AIM.
Please edit the lines below by replacing "white cloud" with "dark cloud" and leaving everything else unchanged.

-- Begin INFORMATION SUPPLIED --

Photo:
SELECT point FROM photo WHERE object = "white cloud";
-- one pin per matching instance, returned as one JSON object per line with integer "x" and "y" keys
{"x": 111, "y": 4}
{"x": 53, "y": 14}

-- End INFORMATION SUPPLIED --

RESPONSE TO THIS EXERCISE.
Photo:
SELECT point FROM photo WHERE object = "dark cloud";
-- one pin per matching instance, returned as one JSON object per line with integer "x" and "y" keys
{"x": 111, "y": 4}
{"x": 53, "y": 14}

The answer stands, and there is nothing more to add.